■ **GIVEN INSTRUCTION**: Can you update the data below so that every "distant ridge" becomes "far ridge", with everything else unchanged and the pictures left out?

══ RECORDS SHOWN ══

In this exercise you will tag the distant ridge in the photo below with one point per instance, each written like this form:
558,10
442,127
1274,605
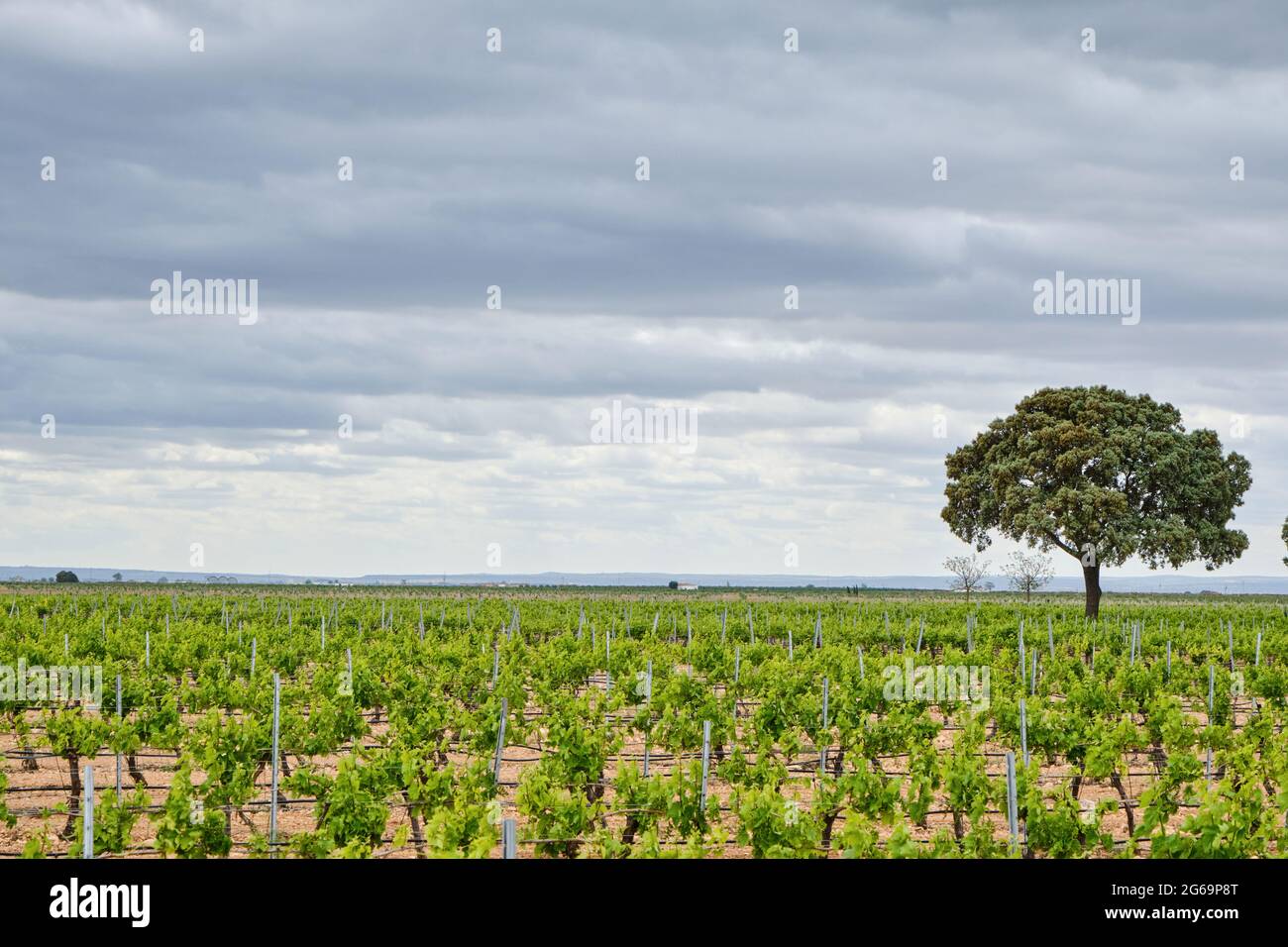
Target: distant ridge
1162,582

═══

■ **THE RESPONSE**:
In this exercise you will tag the far ridge in the photo below with one point per instance, each written like this form:
558,10
442,127
1274,605
Target: far ridge
1162,582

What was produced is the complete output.